[Stored items]
§
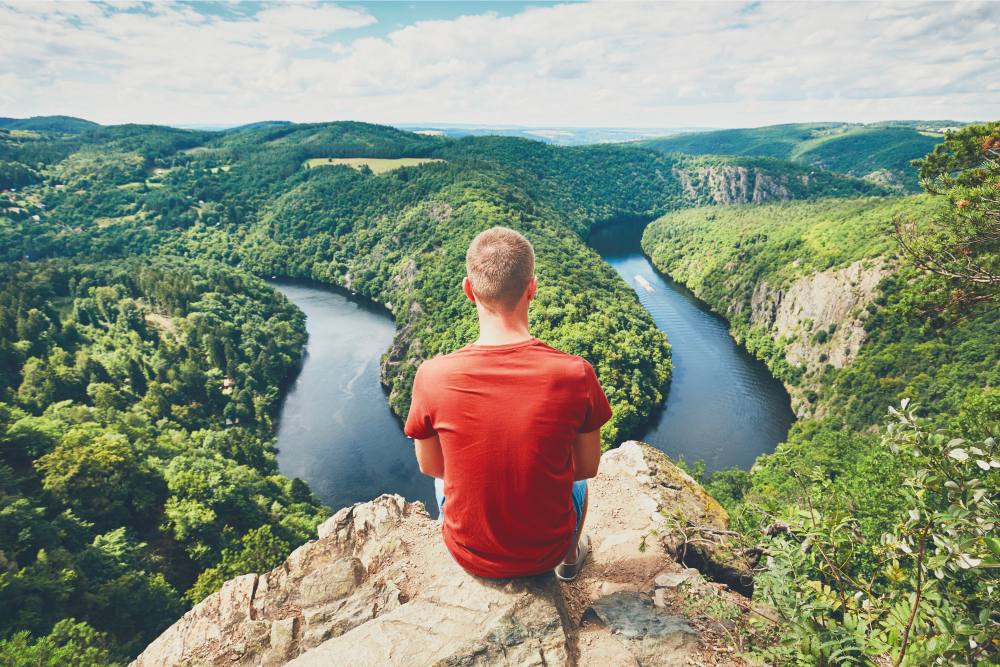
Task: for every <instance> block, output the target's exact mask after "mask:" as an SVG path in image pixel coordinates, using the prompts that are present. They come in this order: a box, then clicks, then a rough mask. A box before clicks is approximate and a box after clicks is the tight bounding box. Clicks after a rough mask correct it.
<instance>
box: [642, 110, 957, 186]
mask: <svg viewBox="0 0 1000 667" xmlns="http://www.w3.org/2000/svg"><path fill="white" fill-rule="evenodd" d="M960 125H961V124H960V123H955V122H953V121H912V122H907V121H891V122H886V123H872V124H870V125H858V124H851V123H796V124H788V125H769V126H766V127H757V128H747V129H734V130H716V131H712V132H692V133H686V134H680V135H676V136H672V137H664V138H660V139H648V140H644V141H641V142H639V144H640V145H642V146H646V147H648V148H653V149H655V150H658V151H663V152H666V153H683V154H688V155H742V156H759V157H773V158H780V159H784V160H792V161H794V162H797V163H799V164H803V165H808V166H811V167H818V168H820V169H826V170H829V171H833V172H838V173H842V174H849V175H851V176H857V177H859V178H865V179H867V180H870V181H872V182H873V183H878V184H880V185H883V186H886V187H890V188H894V189H899V190H905V191H908V192H916V191H918V190H919V189H920V185H919V183H918V182H917V177H916V170H915V169H914V168H913V167H912V166H911V165H910V162H911V161H912V160H916V159H918V158H921V157H923V156H924V155H926V154H927V153H929V152H930V151H931V150H932V149H933V148H934V146H935V145H936V144H938V143H940V141H941V139H942V138H943V136H944V130H945V129H948V128H955V127H958V126H960Z"/></svg>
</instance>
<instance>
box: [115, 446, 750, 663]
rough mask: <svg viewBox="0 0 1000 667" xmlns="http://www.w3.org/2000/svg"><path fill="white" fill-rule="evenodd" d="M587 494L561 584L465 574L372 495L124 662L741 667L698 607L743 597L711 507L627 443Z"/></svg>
mask: <svg viewBox="0 0 1000 667" xmlns="http://www.w3.org/2000/svg"><path fill="white" fill-rule="evenodd" d="M590 490H591V491H590V493H591V495H590V508H589V515H588V518H587V525H586V527H585V531H586V532H588V533H589V534H590V536H591V538H592V543H593V554H592V558H591V560H590V562H588V564H587V565H586V567H585V568H584V570H583V573H582V574H581V575H580V577H579V578H578V579H577V581H575V582H572V583H569V584H567V583H560V582H559V581H557V580H556V579H555V578H554V577H553V576H551V575H544V576H537V577H530V578H523V579H506V580H486V579H479V578H476V577H473V576H470V575H468V574H466V573H465V572H464V571H462V570H461V569H460V568H459V567H458V566H457V565H456V564H455V563H454V561H453V560H452V559H451V557H450V556H449V554H448V552H447V550H446V549H445V547H444V544H443V542H442V540H441V537H440V525H439V524H438V523H437V522H436V521H435V520H434V519H432V518H430V516H429V515H428V514H427V512H426V511H425V510H424V508H423V505H421V504H420V503H407V502H405V501H404V500H403V499H402V498H401V497H399V496H394V495H384V496H381V497H379V498H376V499H375V500H373V501H371V502H367V503H359V504H356V505H354V506H352V507H348V508H344V509H342V510H340V511H339V512H337V513H336V514H335V515H334V516H333V517H331V518H330V519H329V520H327V521H326V522H325V523H323V524H322V525H321V526H320V527H319V531H318V532H319V539H317V540H314V541H311V542H309V543H307V544H304V545H302V546H301V547H299V548H298V549H296V550H295V551H294V552H293V553H292V554H291V555H289V557H288V559H287V560H286V561H285V562H284V563H283V564H282V565H280V566H279V567H277V568H275V569H274V570H272V571H270V572H268V573H266V574H246V575H243V576H241V577H237V578H236V579H233V580H231V581H229V582H227V583H226V584H225V585H224V586H223V587H222V589H221V590H219V591H218V592H216V593H214V594H212V595H210V596H209V597H207V598H206V599H205V600H203V601H202V602H201V603H199V604H198V605H196V606H195V607H194V608H193V609H191V610H190V611H188V612H187V613H186V614H185V615H184V616H183V617H182V618H181V619H179V620H178V621H177V622H176V623H174V625H172V626H171V627H170V628H168V629H167V630H166V631H165V632H164V633H163V634H162V635H161V636H160V637H159V638H157V639H156V640H155V641H154V642H153V643H151V644H150V645H149V646H148V647H146V650H145V651H143V653H142V654H141V655H140V656H139V657H138V658H137V659H136V660H135V661H134V662H133V663H132V664H133V665H135V666H136V667H154V666H155V667H160V666H166V665H213V666H221V665H265V666H267V665H283V664H290V665H296V666H298V667H305V666H312V665H407V666H410V665H522V666H527V665H575V664H580V665H591V664H600V665H602V667H612V666H616V665H689V664H699V665H706V664H726V665H728V664H741V663H740V662H739V661H738V659H736V658H734V657H732V653H733V650H732V648H731V647H730V646H726V641H725V639H724V637H725V636H727V635H728V634H729V630H728V629H727V628H726V627H724V623H722V622H720V621H719V620H718V618H717V617H709V616H705V615H703V613H702V612H700V611H698V610H699V609H706V608H710V607H711V608H717V607H718V605H719V604H723V605H729V606H730V607H731V608H732V609H734V610H737V612H738V611H739V610H742V609H745V608H746V606H747V602H746V600H745V599H744V598H742V597H741V596H740V595H739V594H738V593H736V592H734V591H733V590H731V589H738V590H740V591H742V592H744V593H746V592H747V591H748V590H749V588H750V586H751V585H752V582H751V580H750V579H749V576H748V570H746V569H745V567H744V566H743V565H741V564H740V559H738V558H736V557H735V555H734V554H733V553H731V551H730V550H729V548H728V546H727V544H726V540H725V537H726V531H727V516H726V513H725V511H724V510H723V509H722V507H721V506H720V505H719V504H718V503H717V502H716V501H715V500H714V499H713V498H711V496H709V495H708V494H707V493H706V492H705V490H704V489H703V488H702V487H701V486H700V485H699V484H698V483H697V482H695V481H694V480H693V479H691V477H689V476H688V475H687V474H685V473H684V472H683V471H682V470H681V469H680V468H678V467H677V466H675V465H674V464H673V463H671V462H670V460H669V459H668V458H667V457H666V456H664V455H663V454H662V453H660V452H659V451H657V450H655V449H653V448H652V447H650V446H649V445H645V444H642V443H638V442H626V443H624V444H623V445H621V446H620V447H619V448H618V449H615V450H612V451H609V452H607V453H606V454H605V455H604V457H603V459H602V464H601V472H600V474H599V475H598V476H597V478H595V479H594V480H592V481H591V484H590ZM681 561H682V562H681ZM689 565H693V566H696V567H697V568H698V569H694V568H692V567H687V566H689ZM710 579H711V580H715V581H709V580H710ZM727 584H728V587H727ZM726 622H728V623H734V622H739V620H738V619H737V620H735V621H734V620H732V619H731V618H730V619H728V620H727V621H726Z"/></svg>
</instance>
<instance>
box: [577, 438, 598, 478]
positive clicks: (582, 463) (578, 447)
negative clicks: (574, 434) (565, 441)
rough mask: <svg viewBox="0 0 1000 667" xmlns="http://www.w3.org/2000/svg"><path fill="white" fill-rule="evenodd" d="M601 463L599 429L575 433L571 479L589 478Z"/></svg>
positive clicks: (597, 467) (593, 475) (592, 476)
mask: <svg viewBox="0 0 1000 667" xmlns="http://www.w3.org/2000/svg"><path fill="white" fill-rule="evenodd" d="M600 465H601V429H596V430H594V431H591V432H590V433H577V434H576V440H575V441H574V442H573V479H574V480H581V479H590V478H591V477H594V476H596V475H597V468H598V466H600Z"/></svg>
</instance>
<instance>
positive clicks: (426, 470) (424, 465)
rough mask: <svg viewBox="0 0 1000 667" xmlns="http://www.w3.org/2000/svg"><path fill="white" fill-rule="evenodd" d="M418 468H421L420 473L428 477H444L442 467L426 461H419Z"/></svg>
mask: <svg viewBox="0 0 1000 667" xmlns="http://www.w3.org/2000/svg"><path fill="white" fill-rule="evenodd" d="M417 466H418V467H419V468H420V472H422V473H423V474H425V475H427V476H428V477H443V476H444V475H443V472H444V471H443V470H441V466H437V465H434V464H432V463H428V462H425V461H417Z"/></svg>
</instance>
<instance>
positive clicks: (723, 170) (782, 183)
mask: <svg viewBox="0 0 1000 667" xmlns="http://www.w3.org/2000/svg"><path fill="white" fill-rule="evenodd" d="M673 173H674V176H676V177H677V179H678V180H679V181H680V183H681V188H682V190H683V192H684V197H685V199H687V200H688V201H690V202H704V203H711V204H726V205H731V204H762V203H764V202H768V201H782V200H785V199H791V197H792V195H791V191H790V189H789V184H788V183H787V182H786V181H785V180H783V177H778V176H775V175H773V174H770V173H768V172H767V171H765V170H763V169H760V168H758V167H744V166H742V165H705V166H698V167H688V168H685V169H679V168H676V167H675V168H674V171H673ZM802 178H804V179H807V180H806V181H803V185H808V178H809V177H808V176H803V177H802Z"/></svg>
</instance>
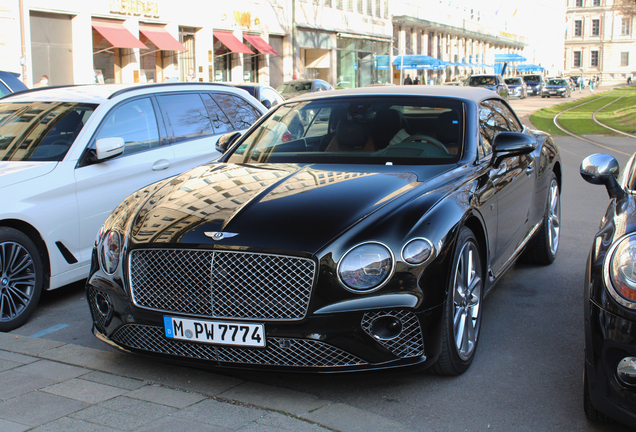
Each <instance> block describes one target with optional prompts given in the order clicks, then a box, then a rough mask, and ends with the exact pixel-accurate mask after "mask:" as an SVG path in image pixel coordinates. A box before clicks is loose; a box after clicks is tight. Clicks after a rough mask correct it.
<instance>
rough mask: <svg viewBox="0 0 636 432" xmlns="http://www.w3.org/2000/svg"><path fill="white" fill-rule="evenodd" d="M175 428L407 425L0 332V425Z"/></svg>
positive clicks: (180, 370) (280, 394)
mask: <svg viewBox="0 0 636 432" xmlns="http://www.w3.org/2000/svg"><path fill="white" fill-rule="evenodd" d="M179 430H181V431H184V430H187V431H188V432H199V431H206V432H217V431H219V432H221V431H222V432H229V431H242V432H243V431H244V432H270V431H271V432H274V431H299V432H305V431H306V432H320V431H322V432H324V431H328V430H336V431H346V432H348V431H352V432H356V431H365V432H366V431H387V430H390V431H396V432H399V431H409V430H412V429H409V428H408V427H406V426H405V425H403V424H401V423H398V422H396V421H393V420H391V419H387V418H385V417H381V416H378V415H376V414H373V413H370V412H367V411H364V410H361V409H359V408H355V407H352V406H348V405H344V404H339V403H334V402H331V401H327V400H321V399H318V398H317V397H315V396H313V395H310V394H306V393H301V392H297V391H292V390H286V389H281V388H277V387H273V386H267V385H262V384H257V383H253V382H249V381H244V380H240V379H238V378H233V377H227V376H223V375H218V374H214V373H210V372H205V371H200V370H194V369H189V368H185V367H180V366H175V365H170V364H166V363H158V362H153V361H152V360H148V359H147V358H142V357H139V356H133V355H126V354H123V353H112V352H106V351H100V350H95V349H91V348H84V347H80V346H76V345H70V344H64V343H61V342H55V341H50V340H44V339H38V338H31V337H26V336H16V335H13V334H7V333H0V431H2V432H21V431H38V432H45V431H46V432H62V431H63V432H74V431H78V432H79V431H81V432H87V431H95V432H106V431H109V432H112V431H155V432H161V431H170V432H173V431H179ZM419 430H422V429H419Z"/></svg>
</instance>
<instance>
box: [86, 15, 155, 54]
mask: <svg viewBox="0 0 636 432" xmlns="http://www.w3.org/2000/svg"><path fill="white" fill-rule="evenodd" d="M92 24H93V28H94V29H95V30H97V32H98V33H99V34H100V35H102V36H103V37H104V39H106V40H107V41H108V42H110V43H111V45H112V46H113V47H115V48H143V49H147V48H148V47H147V46H146V45H144V44H143V43H141V41H140V40H139V39H137V38H136V37H135V36H133V34H132V33H131V32H129V31H128V29H127V28H126V27H124V25H123V24H122V23H121V22H120V21H115V20H106V19H104V20H102V19H98V18H93V20H92Z"/></svg>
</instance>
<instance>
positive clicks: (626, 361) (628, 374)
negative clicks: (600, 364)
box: [616, 357, 636, 386]
mask: <svg viewBox="0 0 636 432" xmlns="http://www.w3.org/2000/svg"><path fill="white" fill-rule="evenodd" d="M616 375H618V379H620V380H621V381H622V382H623V383H625V384H627V385H630V386H636V357H625V358H624V359H623V360H621V361H620V362H619V363H618V367H617V368H616Z"/></svg>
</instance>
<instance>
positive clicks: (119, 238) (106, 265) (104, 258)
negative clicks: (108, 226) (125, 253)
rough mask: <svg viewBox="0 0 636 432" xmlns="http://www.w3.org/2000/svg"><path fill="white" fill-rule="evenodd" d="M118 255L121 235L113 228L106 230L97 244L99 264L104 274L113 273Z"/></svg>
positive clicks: (116, 268)
mask: <svg viewBox="0 0 636 432" xmlns="http://www.w3.org/2000/svg"><path fill="white" fill-rule="evenodd" d="M120 255H121V236H120V235H119V233H118V232H117V231H115V230H110V231H107V232H106V233H105V234H104V236H103V237H102V242H101V244H100V245H99V264H100V266H101V267H102V270H103V271H104V272H105V273H106V274H109V275H112V274H113V273H115V271H116V270H117V266H119V256H120Z"/></svg>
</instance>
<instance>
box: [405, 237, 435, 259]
mask: <svg viewBox="0 0 636 432" xmlns="http://www.w3.org/2000/svg"><path fill="white" fill-rule="evenodd" d="M431 255H433V245H432V244H431V242H430V241H428V240H427V239H414V240H411V241H410V242H408V243H407V244H406V246H404V248H403V249H402V259H403V260H404V261H405V262H407V263H408V264H411V265H419V264H422V263H424V262H425V261H426V260H428V259H429V258H430V257H431Z"/></svg>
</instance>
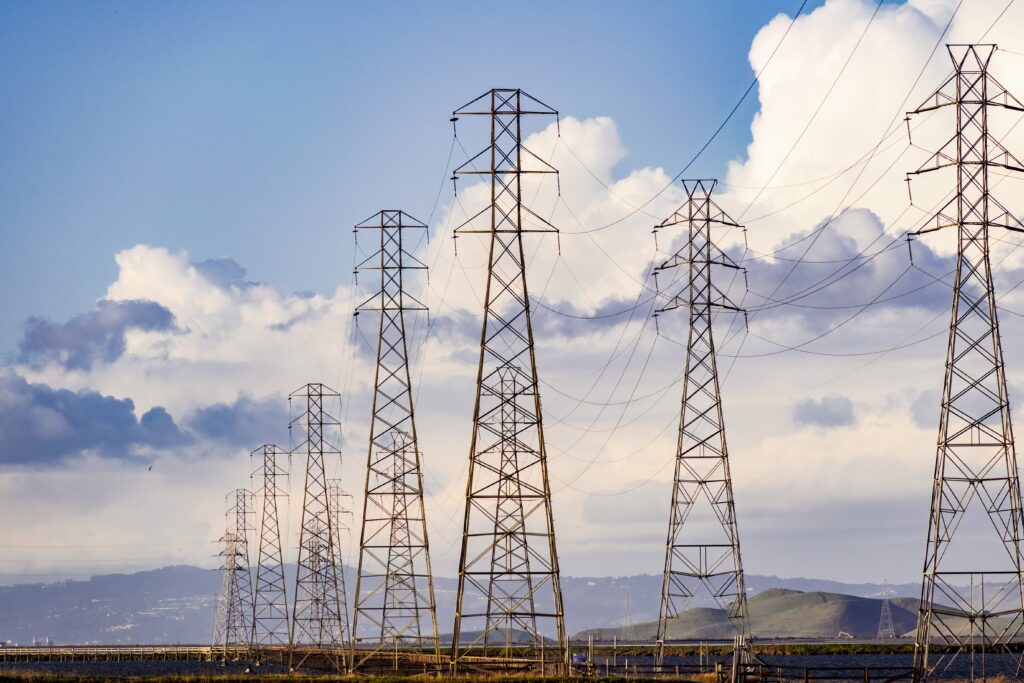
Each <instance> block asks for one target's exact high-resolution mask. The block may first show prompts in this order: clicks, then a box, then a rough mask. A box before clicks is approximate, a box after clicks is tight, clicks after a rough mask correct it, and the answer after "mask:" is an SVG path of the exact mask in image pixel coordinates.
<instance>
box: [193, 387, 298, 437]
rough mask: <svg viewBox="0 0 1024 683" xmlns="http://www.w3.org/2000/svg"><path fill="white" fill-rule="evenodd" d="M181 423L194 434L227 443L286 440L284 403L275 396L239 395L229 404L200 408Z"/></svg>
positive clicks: (288, 423) (279, 399) (220, 403)
mask: <svg viewBox="0 0 1024 683" xmlns="http://www.w3.org/2000/svg"><path fill="white" fill-rule="evenodd" d="M183 423H184V425H185V426H186V427H187V428H188V429H189V430H190V431H193V432H195V433H196V434H197V435H198V436H203V437H206V438H210V439H213V440H216V441H220V442H225V443H228V444H231V445H240V444H241V445H245V444H250V443H251V444H253V446H254V447H255V445H256V444H260V443H279V444H281V445H287V443H288V440H287V438H288V424H289V414H288V403H287V401H286V400H285V399H284V398H281V397H276V396H266V397H263V398H254V397H253V396H250V395H247V394H243V395H241V396H239V397H238V398H237V399H236V400H234V401H233V402H231V403H214V404H212V405H205V407H203V408H200V409H198V410H197V411H195V412H194V413H191V414H189V415H188V416H186V417H185V419H184V420H183Z"/></svg>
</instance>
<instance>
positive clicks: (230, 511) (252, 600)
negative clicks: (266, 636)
mask: <svg viewBox="0 0 1024 683" xmlns="http://www.w3.org/2000/svg"><path fill="white" fill-rule="evenodd" d="M226 503H227V506H226V507H227V512H226V514H225V520H226V522H227V523H226V529H225V531H224V536H223V538H222V539H221V541H222V542H223V544H224V549H223V550H222V551H221V553H220V555H221V557H222V558H223V564H222V565H221V570H222V572H223V574H222V580H221V586H220V595H219V596H218V598H217V608H216V613H215V615H214V634H213V645H214V647H217V648H223V649H224V651H225V652H226V650H227V649H228V648H229V647H244V648H248V647H249V646H250V645H251V643H252V640H251V627H252V621H253V616H252V615H253V591H252V572H251V571H250V567H249V542H248V539H249V533H250V532H251V531H252V530H253V526H252V517H253V514H254V512H255V510H254V506H253V494H252V492H250V490H247V489H245V488H236V489H234V490H232V492H231V493H229V494H228V495H227V496H226Z"/></svg>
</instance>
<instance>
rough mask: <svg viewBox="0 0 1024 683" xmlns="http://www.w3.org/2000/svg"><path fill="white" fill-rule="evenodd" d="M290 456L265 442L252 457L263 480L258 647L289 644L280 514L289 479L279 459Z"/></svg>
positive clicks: (256, 622)
mask: <svg viewBox="0 0 1024 683" xmlns="http://www.w3.org/2000/svg"><path fill="white" fill-rule="evenodd" d="M287 455H288V452H287V451H284V450H282V449H280V447H278V446H276V445H273V444H272V443H265V444H263V445H261V446H260V447H258V449H256V450H255V451H253V452H252V457H253V458H258V459H259V467H258V468H257V470H256V474H257V475H258V476H260V477H261V480H262V489H261V495H260V504H261V507H260V523H259V550H258V555H257V560H256V594H255V598H254V600H253V605H254V607H253V622H252V630H253V631H252V639H251V640H252V643H253V646H254V647H256V646H259V645H287V644H288V636H289V633H288V591H287V589H286V582H285V556H284V552H283V548H282V543H281V523H280V519H279V514H278V499H279V498H283V497H285V496H286V494H285V490H284V489H283V488H282V486H281V485H280V483H279V480H280V479H281V477H286V476H288V472H287V470H285V469H284V468H283V467H282V466H281V464H280V463H279V458H280V457H282V456H287Z"/></svg>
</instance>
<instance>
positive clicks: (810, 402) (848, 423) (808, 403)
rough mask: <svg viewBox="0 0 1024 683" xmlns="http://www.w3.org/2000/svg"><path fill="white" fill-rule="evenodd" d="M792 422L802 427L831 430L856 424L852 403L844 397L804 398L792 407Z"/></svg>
mask: <svg viewBox="0 0 1024 683" xmlns="http://www.w3.org/2000/svg"><path fill="white" fill-rule="evenodd" d="M793 421H794V422H796V423H797V424H798V425H800V426H802V427H817V428H819V429H833V428H834V427H850V426H853V425H854V424H856V422H857V418H856V416H855V415H854V412H853V401H852V400H850V399H849V398H847V397H846V396H823V397H821V398H817V399H815V398H806V399H804V400H802V401H800V402H798V403H797V404H796V405H794V407H793Z"/></svg>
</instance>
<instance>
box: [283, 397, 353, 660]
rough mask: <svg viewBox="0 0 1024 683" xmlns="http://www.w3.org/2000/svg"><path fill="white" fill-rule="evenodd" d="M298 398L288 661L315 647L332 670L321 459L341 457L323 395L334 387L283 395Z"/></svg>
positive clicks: (329, 525) (338, 591)
mask: <svg viewBox="0 0 1024 683" xmlns="http://www.w3.org/2000/svg"><path fill="white" fill-rule="evenodd" d="M293 398H298V399H300V400H301V401H302V403H303V405H302V414H301V415H299V416H298V417H297V418H295V419H294V420H292V424H291V425H290V427H295V426H298V427H300V428H301V429H302V431H303V435H304V437H305V438H304V440H303V442H302V443H300V444H299V445H298V446H296V449H295V450H294V451H293V453H300V454H302V455H304V456H305V461H306V476H305V486H304V494H303V502H302V525H301V527H300V532H299V559H298V563H297V564H298V566H297V568H296V579H295V602H294V607H293V612H292V630H291V637H290V646H291V666H292V668H298V667H300V666H302V664H303V663H304V661H305V660H306V658H308V657H309V655H310V654H313V653H316V654H317V656H319V655H323V656H325V657H327V658H328V659H329V660H331V661H332V663H333V666H334V668H335V669H337V670H338V671H342V670H344V669H346V668H347V657H346V653H345V648H344V645H345V639H346V637H347V635H348V634H347V632H346V629H345V620H346V617H345V615H344V613H343V612H342V610H341V596H340V591H339V586H338V561H337V549H336V548H335V535H334V531H333V529H332V522H333V519H332V515H331V497H330V496H329V494H328V482H327V459H328V457H337V458H338V459H340V457H341V444H340V440H341V424H340V423H339V422H338V419H337V418H336V417H334V416H332V415H331V414H330V412H329V411H328V410H327V407H326V405H325V402H326V401H338V402H339V403H340V400H341V397H340V395H339V394H338V392H336V391H334V390H333V389H330V388H328V387H326V386H325V385H323V384H307V385H305V386H303V387H301V388H300V389H298V390H297V391H295V392H293V393H292V394H291V395H290V396H289V399H290V400H291V399H293Z"/></svg>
§
> _What you are asked to do_
Determine how many lines above hold the word "Each", then give only that number.

> _Answer space_
2